## [AIM OF THE TASK]
Omitting all images, give the entries that follow again exactly as they read.

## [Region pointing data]
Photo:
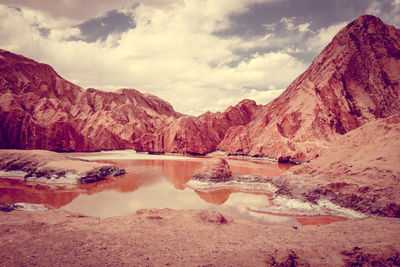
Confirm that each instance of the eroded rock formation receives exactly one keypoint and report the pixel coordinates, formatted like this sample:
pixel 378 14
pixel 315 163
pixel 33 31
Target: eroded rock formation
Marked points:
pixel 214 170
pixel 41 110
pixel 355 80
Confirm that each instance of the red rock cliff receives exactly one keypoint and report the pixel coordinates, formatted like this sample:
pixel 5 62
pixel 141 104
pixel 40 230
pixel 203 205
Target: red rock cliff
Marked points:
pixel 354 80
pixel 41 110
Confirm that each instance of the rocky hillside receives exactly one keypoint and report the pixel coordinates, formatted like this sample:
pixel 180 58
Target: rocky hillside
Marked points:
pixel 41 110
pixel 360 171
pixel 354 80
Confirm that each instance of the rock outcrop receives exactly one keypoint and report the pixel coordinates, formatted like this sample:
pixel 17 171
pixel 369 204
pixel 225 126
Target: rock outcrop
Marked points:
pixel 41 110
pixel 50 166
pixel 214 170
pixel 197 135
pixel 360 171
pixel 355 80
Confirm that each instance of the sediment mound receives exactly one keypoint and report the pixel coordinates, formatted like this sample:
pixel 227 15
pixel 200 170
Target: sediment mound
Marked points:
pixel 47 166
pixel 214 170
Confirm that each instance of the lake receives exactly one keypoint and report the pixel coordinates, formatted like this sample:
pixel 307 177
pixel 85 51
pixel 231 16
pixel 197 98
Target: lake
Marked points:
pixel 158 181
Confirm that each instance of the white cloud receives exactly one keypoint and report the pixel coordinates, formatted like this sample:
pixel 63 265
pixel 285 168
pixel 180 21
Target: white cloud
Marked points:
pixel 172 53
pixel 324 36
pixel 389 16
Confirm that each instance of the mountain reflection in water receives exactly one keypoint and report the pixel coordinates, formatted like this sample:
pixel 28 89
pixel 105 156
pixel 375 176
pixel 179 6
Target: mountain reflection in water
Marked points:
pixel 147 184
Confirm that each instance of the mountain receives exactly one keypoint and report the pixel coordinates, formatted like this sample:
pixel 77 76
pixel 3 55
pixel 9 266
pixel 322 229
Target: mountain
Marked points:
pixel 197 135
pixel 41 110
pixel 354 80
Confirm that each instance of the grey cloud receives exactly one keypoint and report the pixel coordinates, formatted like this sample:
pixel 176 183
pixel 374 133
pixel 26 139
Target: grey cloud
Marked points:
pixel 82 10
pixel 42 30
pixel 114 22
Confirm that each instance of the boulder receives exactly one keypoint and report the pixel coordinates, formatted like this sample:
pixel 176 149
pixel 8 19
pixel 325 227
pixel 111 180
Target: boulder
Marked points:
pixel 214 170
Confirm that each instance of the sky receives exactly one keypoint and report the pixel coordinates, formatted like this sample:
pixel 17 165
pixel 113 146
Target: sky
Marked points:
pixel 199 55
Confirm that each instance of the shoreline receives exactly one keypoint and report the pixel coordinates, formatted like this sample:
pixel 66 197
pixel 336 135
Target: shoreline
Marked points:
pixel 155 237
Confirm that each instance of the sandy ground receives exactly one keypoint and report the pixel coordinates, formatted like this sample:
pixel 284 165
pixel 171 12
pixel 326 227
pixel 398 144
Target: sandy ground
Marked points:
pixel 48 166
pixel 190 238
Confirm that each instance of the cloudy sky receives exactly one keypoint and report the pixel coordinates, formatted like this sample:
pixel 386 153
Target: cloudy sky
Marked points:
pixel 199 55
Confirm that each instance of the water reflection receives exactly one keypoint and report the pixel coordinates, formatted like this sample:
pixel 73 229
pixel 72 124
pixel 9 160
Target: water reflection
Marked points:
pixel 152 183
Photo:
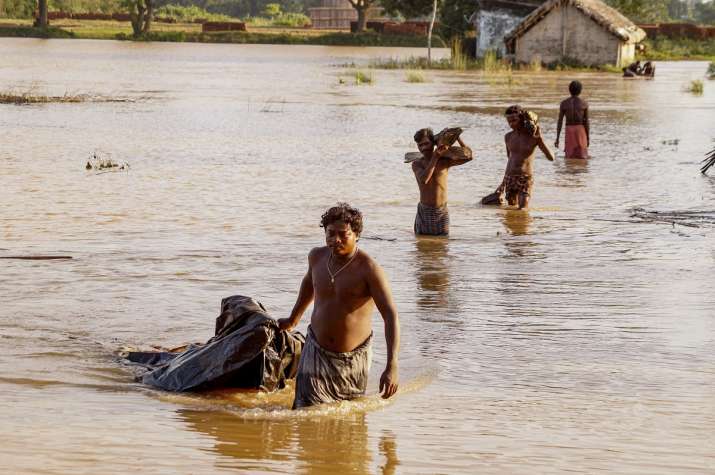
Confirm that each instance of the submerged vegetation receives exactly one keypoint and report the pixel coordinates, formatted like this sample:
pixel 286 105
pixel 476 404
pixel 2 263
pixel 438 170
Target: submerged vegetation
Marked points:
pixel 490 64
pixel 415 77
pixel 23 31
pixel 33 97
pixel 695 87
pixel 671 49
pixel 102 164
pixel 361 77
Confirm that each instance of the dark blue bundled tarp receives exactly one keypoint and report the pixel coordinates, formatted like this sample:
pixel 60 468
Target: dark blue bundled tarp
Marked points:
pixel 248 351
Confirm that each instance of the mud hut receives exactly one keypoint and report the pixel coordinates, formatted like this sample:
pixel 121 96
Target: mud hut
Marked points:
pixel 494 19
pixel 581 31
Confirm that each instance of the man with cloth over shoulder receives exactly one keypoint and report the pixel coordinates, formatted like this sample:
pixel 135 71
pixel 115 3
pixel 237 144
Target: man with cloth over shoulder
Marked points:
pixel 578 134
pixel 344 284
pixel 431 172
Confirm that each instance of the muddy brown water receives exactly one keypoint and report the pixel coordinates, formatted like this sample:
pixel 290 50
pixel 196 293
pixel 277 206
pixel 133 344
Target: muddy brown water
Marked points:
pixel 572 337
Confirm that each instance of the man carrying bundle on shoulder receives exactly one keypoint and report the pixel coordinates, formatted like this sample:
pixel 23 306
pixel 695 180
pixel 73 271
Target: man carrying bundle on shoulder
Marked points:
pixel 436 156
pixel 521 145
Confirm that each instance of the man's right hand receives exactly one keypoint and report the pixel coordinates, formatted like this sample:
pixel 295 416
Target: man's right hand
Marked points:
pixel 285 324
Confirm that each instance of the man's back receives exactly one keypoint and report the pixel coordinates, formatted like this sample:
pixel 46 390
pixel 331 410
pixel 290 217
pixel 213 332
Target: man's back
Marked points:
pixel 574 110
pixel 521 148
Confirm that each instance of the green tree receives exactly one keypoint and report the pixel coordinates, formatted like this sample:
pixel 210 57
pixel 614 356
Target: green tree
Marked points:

## [SOLUTION]
Photo:
Confirm that each instance of the eroded rock formation receives exactly one keypoint and report the pixel coordinates, formatted like this sample:
pixel 378 14
pixel 315 163
pixel 33 31
Target: eroded rock formation
Marked points:
pixel 214 170
pixel 41 110
pixel 355 80
Confirm that each instance of the red rock cliff receives exactly one keypoint and report the pixel coordinates, formatted like this sample:
pixel 5 62
pixel 141 104
pixel 40 230
pixel 203 205
Target: red rock cliff
Marked points:
pixel 354 80
pixel 41 110
Confirm that each instance of the rocky hillside receives exactly one keypoint and report the pixel coordinates, formatted like this sample:
pixel 180 58
Target: rocky hillside
Marked points:
pixel 41 110
pixel 360 171
pixel 354 80
Confirm that each instance of the rock outcrop receives exactly one keypoint and report the pixel coordinates, formatted like this sample:
pixel 17 171
pixel 369 204
pixel 225 126
Target: rock outcrop
Marked points:
pixel 41 110
pixel 50 166
pixel 214 170
pixel 197 135
pixel 360 171
pixel 355 80
Confirm that each instance of the sediment mound receives exactly one keypoint and report the pixel coordinates, formatted like this sample:
pixel 227 15
pixel 200 170
Target: sediment mound
Marked points:
pixel 47 166
pixel 214 170
Confirm that each instance of the lake receives exactly one keypoint and report the pixel coordinates, formatted like this sample:
pixel 307 177
pixel 85 51
pixel 231 16
pixel 197 98
Target: lake
Marked points:
pixel 158 181
Confirm that each instance of the white cloud receives exactly one keypoint and report the pixel coordinates, formatted like this sample:
pixel 63 265
pixel 285 168
pixel 180 21
Target: white cloud
Marked points:
pixel 172 53
pixel 324 36
pixel 389 16
Confirm that each instance of the mountain reflection in water receives exactly one keypoint and report the pixel coordinates, formatted like this sample:
pixel 28 89
pixel 105 156
pixel 375 176
pixel 179 6
Target: mountain reflection in water
Marked points:
pixel 147 184
Confirm that each instance of the mountain receives exactly one keypoint and report the pixel coordinates, formatted like this sample:
pixel 77 76
pixel 3 55
pixel 9 266
pixel 322 229
Target: mountain
Marked points:
pixel 197 135
pixel 41 110
pixel 354 80
Confirm that each instance of the grey cloud receives exactly one keypoint and report the pixel coordinates, formatted like this sample:
pixel 176 183
pixel 374 133
pixel 26 139
Target: grey cloud
Marked points:
pixel 82 10
pixel 42 30
pixel 114 22
Confirm that each instance of the boulder receives exactly one keypoint and report the pixel coordinates, formatted like this sample:
pixel 176 149
pixel 8 19
pixel 325 227
pixel 111 180
Target: boulder
Marked points:
pixel 214 170
Confirm that each instance of the sky receives exactly one keypoint and report the pixel coordinates, formatted like this sample:
pixel 17 165
pixel 113 146
Target: sky
Marked points:
pixel 199 55
Confirm that each instance of the shoreline receives exactly one keypoint and report the pixel coordinates, formatted like this sample:
pixel 66 197
pixel 336 135
Target: shoreline
Marked points:
pixel 155 237
Confirm that each instance of the sandy ground receives exactly one keypoint and report the pixel coordinates, formatted like this sample:
pixel 284 165
pixel 171 12
pixel 326 227
pixel 398 144
Target: sandy ground
Marked points:
pixel 48 166
pixel 190 238
Confirm that each instance of the cloudy sky receives exactly one keypoint and report the pixel coordinates, formatted like this sample:
pixel 386 153
Target: cloudy sky
Marked points:
pixel 199 55
Confirm that each instance of the water reflection receives exactly one keypoint and report the pixel coordinates, formatted like this sample:
pixel 73 229
pixel 72 124
pixel 9 160
Target: water reflection
Marked points:
pixel 152 183
Photo:
Confirm that each instance of the submerged vegetation receives exactly one keypoint and report the pixel coordinates, formatted like this sample:
pixel 286 105
pixel 476 404
pixel 2 263
pixel 438 170
Target: submerged vegetation
Marked points:
pixel 490 64
pixel 415 77
pixel 23 31
pixel 33 97
pixel 695 87
pixel 671 49
pixel 102 164
pixel 361 77
Confirm that each instance of the dark blue bundled tarp receives exactly one keypoint and report the pixel coordinates, formatted like this sample:
pixel 60 468
Target: dark blue bundled tarp
Marked points:
pixel 248 351
Confirm that each instance of the mud hut receives exactly one keypoint and report the pixel coordinates, formatted like this sample:
pixel 121 96
Target: mud hut
Marked points:
pixel 494 19
pixel 581 31
Confirm that each instance of the man with cloth over shoulder receives exactly one keypoint and report the pixel coordinates, formatted like this sample:
pixel 135 71
pixel 115 3
pixel 237 144
Target: man with cloth over shoulder
Marked points:
pixel 578 134
pixel 344 284
pixel 431 172
Confirm that each instance of the muddy brown water receives exactly one keypoint and report the pixel coordinates, formatted like this sample:
pixel 290 50
pixel 196 293
pixel 277 206
pixel 133 344
Target: muddy brown water
Marked points:
pixel 572 337
Confirm that each instance of the man carrying bundle on shoulder receives exactly one keypoint and report the pixel coordinates, formatted like this sample:
pixel 23 306
pixel 695 180
pixel 73 271
Target: man carrying bundle on shoulder
Marked points:
pixel 436 156
pixel 521 145
Confirm that each instance of the man's right hand receives exactly one keypoint and report the pixel coordinates, formatted like this sample:
pixel 295 416
Target: man's right hand
Marked points:
pixel 285 324
Confirm that each instance of the man's back receives exactly one keypoint and report the pixel coordinates, formatted like this sample:
pixel 46 390
pixel 331 410
pixel 290 217
pixel 213 332
Target: man's back
Marked points:
pixel 574 110
pixel 521 148
Confirm that each instance of the green tree receives exactly one keypoint and report the pixel coordinates, formatted like this sample:
pixel 210 57
pixel 614 356
Target: green tree
Marked points:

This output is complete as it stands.